Every record must be retyped as it stands.
··· Dataset excerpts
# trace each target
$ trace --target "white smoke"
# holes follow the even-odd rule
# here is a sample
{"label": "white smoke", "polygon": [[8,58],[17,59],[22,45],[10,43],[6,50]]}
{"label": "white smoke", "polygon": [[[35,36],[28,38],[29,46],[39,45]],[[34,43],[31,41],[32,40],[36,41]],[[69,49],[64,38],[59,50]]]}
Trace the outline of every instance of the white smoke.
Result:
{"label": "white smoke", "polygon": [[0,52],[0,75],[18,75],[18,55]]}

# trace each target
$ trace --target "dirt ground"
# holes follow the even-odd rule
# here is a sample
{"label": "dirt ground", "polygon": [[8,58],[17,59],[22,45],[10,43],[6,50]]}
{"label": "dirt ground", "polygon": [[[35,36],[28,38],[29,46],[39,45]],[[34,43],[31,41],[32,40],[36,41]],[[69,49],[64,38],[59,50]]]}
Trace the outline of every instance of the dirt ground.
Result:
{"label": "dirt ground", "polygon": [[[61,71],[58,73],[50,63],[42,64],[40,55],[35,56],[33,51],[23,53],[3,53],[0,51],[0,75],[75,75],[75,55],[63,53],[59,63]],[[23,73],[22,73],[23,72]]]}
······
[Exercise output]
# trace each target
$ trace --target "white smoke"
# holes follow the even-odd rule
# here is a sample
{"label": "white smoke", "polygon": [[8,58],[17,59],[22,45],[10,43],[6,50]]}
{"label": "white smoke", "polygon": [[[35,36],[28,38],[29,46],[39,45]],[[34,43],[31,41],[32,40],[36,41]],[[69,49],[64,38],[59,50]]]}
Trace the outline of every instance of the white smoke.
Result:
{"label": "white smoke", "polygon": [[0,52],[0,75],[18,75],[18,55]]}

# trace each target
$ trace --target "dirt ground"
# holes follow the even-odd rule
# here is a sample
{"label": "dirt ground", "polygon": [[8,58],[17,59],[22,45],[10,43],[6,50]]}
{"label": "dirt ground", "polygon": [[[35,36],[28,38],[29,46],[39,45]],[[34,43],[31,41],[32,40],[36,41]],[[69,49],[64,38],[59,50]]]}
Trace the outline of every instance of the dirt ground.
Result:
{"label": "dirt ground", "polygon": [[[61,71],[58,73],[50,63],[42,64],[40,55],[35,56],[33,51],[23,53],[3,53],[0,51],[0,75],[75,75],[75,55],[63,53],[59,63]],[[23,73],[22,73],[23,72]]]}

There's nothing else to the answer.